Has Andrew Yang been so right about automation is slowly taking over more jobs, especially for the trucking industry? Well, check out CNBC video right after the break to see how customer focus of retailers like Amazon has driven more people into developing self-driving trucks!
I imagine that the future of transportation is all about automation. I don’t think this is at all a guess because one just takes a look at China’s huge population and see why right away. I can’t imagine that all people in China, each and every one of them, own a car because there won’t be enough space on the roads and highways — the traffic would be stupidly horrendous than ever before. This is why I think China may lead in the race of AI and car automation!
In order for the automation of cars, I think AI needs to be improved tremendously so accidents won’t occur so frequently. At least, the AI should be a lot better than the human drivers. Once the AI part of the automation of cars got nailed down, I can see that a car service such as Lyft would try to deliver cars to whoever needs ’em. This is when 5G comes into the picture to facilitate the communication between cars, cars and the transportation system, and so forth.
Anyhow, in this blog post I want to concentrate on the Lyft part of the whole automation of the transportation equation. I’m wondering, how Lyft and Uber would fare in a world where all cars are driverless? Imagine, car companies could actually get into the Lyft game themselves. Why would they allow Lyft and Uber to be the middlemen?
Nonetheless, I can see those car manufacturers like Toyota may not want to join the Lyft game because of additional costs. Perhaps, car manufacturers rather manufacture cars only and let the costs of the logistic of delivering cars to the user through car services such as Lyft and Uber. Then I’m still wondering how the dealerships would fare, right?
I can see those car manufacturers would prefer to deal directly with car services such as Lyft and Uber and let go of their dealerships entirely in a world of driverless cars! The dealerships would become rather redundant unless the car manufacturers prefer to allow the dealerships to become a car service like Lyft and Uber. But we have to ask who got more experience in delivering a car to a user in a taxi manner? Of course, the answer would be Lyft and Uber and not the dealerships!
In summary, I think if we’re heading in the direction of all cars to be driverless, then I can see the fading out of car dealerships in favor of Lyft and Uber. Of course, I could be wrong and the car manufacturers like Toyota decides to join the Lyft/Uber game and turn their dealerships into Lyft/Uber service. Nonetheless, I still can’t see car dealerships to be around when driverless cars become proliferated. I see car making companies may rely on Lyft/Uber sort of service or just jump into the game themselves delivering cars through an app and not relying on a costly dealership.

(Short problem 1) Rescale the part of the entries that opens with their first line and closes with the line containing "387], [162, 367]]". Reproduce every line of it, requests included, and multiply each coordinate in the answers by 1.2, rounding to whole numbers with halves rounded up.

(Raw data)
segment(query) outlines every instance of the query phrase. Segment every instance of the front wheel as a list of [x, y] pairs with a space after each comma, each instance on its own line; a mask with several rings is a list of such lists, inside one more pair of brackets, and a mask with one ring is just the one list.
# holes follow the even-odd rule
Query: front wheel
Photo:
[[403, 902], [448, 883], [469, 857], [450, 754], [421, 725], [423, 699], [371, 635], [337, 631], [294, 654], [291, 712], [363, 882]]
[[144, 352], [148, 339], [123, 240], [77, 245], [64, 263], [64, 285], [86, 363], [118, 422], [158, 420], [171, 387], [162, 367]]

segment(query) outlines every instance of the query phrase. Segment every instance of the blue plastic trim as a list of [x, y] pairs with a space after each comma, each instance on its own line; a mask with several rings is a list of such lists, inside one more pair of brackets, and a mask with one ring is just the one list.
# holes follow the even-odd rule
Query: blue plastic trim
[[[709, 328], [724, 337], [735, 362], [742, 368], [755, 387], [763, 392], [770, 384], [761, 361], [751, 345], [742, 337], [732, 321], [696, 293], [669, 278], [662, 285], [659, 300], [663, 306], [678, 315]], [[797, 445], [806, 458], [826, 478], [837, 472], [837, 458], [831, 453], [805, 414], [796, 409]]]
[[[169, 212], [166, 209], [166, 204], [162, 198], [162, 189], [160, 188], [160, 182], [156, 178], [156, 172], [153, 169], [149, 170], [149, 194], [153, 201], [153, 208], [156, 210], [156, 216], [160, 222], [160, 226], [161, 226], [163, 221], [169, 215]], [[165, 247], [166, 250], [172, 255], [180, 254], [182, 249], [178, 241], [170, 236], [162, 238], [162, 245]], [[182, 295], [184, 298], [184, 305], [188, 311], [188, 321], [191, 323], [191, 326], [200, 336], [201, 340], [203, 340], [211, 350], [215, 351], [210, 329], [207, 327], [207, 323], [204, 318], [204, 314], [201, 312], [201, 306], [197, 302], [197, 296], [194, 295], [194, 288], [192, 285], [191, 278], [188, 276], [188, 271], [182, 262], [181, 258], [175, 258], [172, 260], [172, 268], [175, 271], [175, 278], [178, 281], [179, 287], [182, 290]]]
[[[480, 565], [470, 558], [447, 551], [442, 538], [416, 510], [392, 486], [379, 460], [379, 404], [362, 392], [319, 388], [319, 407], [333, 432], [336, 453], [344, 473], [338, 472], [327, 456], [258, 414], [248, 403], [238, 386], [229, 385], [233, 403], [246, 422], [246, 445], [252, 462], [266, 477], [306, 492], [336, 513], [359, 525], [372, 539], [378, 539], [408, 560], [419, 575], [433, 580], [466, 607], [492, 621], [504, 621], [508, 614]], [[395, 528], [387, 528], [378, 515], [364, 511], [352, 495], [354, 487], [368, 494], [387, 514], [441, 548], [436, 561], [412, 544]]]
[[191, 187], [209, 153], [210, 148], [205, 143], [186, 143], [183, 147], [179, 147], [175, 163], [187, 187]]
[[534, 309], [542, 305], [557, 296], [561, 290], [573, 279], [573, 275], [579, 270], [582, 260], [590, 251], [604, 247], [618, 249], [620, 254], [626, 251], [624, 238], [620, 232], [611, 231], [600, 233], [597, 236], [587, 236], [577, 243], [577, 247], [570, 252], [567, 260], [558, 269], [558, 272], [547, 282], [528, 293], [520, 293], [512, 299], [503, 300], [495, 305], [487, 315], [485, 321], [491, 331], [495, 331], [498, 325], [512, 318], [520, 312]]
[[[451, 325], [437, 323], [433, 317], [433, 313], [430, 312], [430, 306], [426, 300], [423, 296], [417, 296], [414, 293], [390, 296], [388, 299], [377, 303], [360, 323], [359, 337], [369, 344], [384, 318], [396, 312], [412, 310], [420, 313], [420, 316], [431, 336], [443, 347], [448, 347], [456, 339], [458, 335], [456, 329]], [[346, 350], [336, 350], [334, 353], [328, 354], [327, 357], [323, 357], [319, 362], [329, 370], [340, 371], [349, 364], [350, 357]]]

(Short problem 2) According to the post about driverless cars, which country may lead in the race of AI and car automation?

(Complete answer 1)
segment(query) outlines every instance of the query phrase. Segment every instance of the front wheel as a list of [x, y] pairs with a space after each comma, each instance on its own line; a mask with several rings is a list of such lists, inside one more pair of brackets, and a mask with one ring is just the one list.
# holes follow the even-odd rule
Query: front wheel
Photo:
[[484, 1082], [538, 1060], [563, 1028], [540, 905], [505, 870], [508, 839], [445, 762], [404, 757], [353, 785], [349, 854], [436, 1058]]
[[173, 422], [178, 407], [148, 288], [92, 294], [77, 316], [77, 342], [103, 436], [142, 506], [190, 504], [205, 464], [194, 440]]

(Complete answer 2) China